--- Goal ---
Rescale everything in the material below from the line containing "Q: Pick out each instance of the brown" down to the end, and give only those lines, requests included. Multiply every answer coordinate by 1.55 and round to whole numbers, with halves rounded up.

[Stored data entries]
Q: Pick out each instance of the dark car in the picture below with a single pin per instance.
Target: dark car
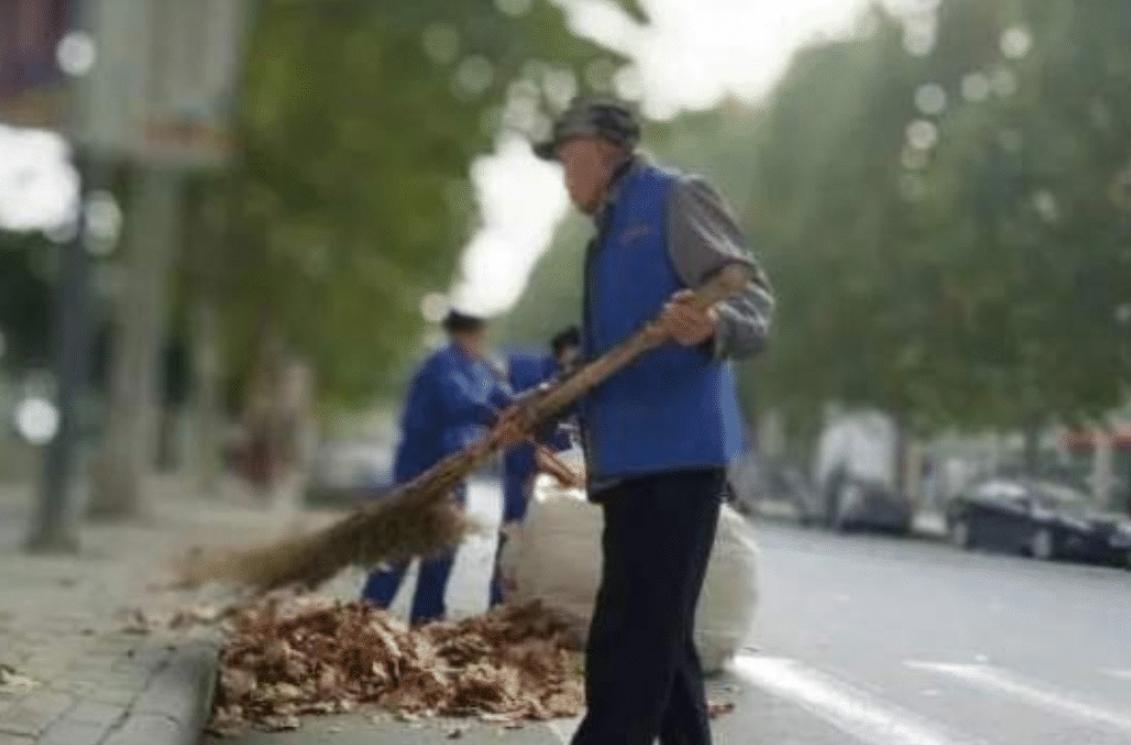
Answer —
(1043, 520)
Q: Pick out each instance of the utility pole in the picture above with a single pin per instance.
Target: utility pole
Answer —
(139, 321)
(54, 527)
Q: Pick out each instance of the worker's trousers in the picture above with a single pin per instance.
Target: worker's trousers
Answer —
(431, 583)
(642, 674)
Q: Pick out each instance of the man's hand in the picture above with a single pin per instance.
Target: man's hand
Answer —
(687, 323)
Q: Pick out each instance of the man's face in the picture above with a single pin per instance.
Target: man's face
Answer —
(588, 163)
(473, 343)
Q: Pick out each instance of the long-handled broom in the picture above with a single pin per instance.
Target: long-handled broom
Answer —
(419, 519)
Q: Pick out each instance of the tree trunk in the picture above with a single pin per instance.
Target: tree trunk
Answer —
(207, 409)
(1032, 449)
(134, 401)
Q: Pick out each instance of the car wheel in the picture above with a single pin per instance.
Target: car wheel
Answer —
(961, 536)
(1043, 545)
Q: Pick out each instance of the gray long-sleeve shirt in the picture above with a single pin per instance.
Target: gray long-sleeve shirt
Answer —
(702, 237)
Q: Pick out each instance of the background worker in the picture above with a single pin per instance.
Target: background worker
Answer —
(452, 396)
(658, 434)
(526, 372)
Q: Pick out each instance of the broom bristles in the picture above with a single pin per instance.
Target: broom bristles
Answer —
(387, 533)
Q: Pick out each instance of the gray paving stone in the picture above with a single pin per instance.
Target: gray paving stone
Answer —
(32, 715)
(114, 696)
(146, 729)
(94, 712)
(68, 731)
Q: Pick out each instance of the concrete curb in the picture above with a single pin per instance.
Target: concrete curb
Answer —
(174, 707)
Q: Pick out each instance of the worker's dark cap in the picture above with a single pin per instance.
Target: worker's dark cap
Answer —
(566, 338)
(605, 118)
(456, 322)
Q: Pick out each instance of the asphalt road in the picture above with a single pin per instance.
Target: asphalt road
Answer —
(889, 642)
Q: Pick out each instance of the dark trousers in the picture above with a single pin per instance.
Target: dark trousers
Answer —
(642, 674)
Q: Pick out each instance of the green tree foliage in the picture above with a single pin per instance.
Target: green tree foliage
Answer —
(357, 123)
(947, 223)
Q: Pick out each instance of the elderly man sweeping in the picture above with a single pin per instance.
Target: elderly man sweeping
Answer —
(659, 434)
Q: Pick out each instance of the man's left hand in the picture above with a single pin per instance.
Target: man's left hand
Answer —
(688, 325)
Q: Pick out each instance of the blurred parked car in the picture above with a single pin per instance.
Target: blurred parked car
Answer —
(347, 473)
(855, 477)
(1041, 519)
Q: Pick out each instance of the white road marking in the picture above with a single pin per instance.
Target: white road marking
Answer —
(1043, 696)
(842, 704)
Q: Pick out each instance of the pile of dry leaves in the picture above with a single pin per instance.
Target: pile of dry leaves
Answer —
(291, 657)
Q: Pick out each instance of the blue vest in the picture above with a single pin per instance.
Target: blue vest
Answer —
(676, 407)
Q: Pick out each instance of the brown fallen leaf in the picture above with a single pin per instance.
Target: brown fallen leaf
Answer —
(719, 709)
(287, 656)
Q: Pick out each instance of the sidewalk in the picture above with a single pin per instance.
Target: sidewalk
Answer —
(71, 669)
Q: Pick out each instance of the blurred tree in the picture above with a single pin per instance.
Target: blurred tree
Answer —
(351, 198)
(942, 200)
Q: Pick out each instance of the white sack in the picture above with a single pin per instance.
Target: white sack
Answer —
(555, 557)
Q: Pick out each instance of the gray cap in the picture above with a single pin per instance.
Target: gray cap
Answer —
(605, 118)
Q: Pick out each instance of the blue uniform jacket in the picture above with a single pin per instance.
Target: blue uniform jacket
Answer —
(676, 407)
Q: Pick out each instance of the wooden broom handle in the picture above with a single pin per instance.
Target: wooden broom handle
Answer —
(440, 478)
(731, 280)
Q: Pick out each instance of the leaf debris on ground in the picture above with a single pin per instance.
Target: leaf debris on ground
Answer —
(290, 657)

--- Written solution ---
Q: Pick out each instance of the brown fallen leaf in the picture above with a single pin per instance.
Target: brown fallen leaf
Answer —
(1114, 1099)
(445, 1017)
Q: Pick out each instance of the sidewalk in the picture above with a single pin per instance.
Target: sidewalk
Answer —
(110, 1037)
Q: Pick out each instance of the blurred tree in the picture above with a single pin per instance.
Target: blurred tree
Answer —
(544, 307)
(1460, 310)
Q: Pick out each instance of the white sack in the picture above with a single pin per instance.
Target: white sack
Answer —
(860, 863)
Q: Pick out each instance of the gray cap in the picture above with a single pin per instance.
Target: gray cap
Answer —
(938, 183)
Q: Pick out each instance of the blue uniform jacket in the picture above with a single pin per instance.
Target: blue uniform jacket
Answer —
(1048, 631)
Q: Pick out each instance of the wooden broom handle in the picture above with a single pin per instance.
Target: wooden broom handle
Answer —
(682, 741)
(1133, 434)
Q: Pick out each instance of the leaf debris on ground in the picture above with a single pin per instance.
Target: leaf debris on ground
Answer —
(450, 1018)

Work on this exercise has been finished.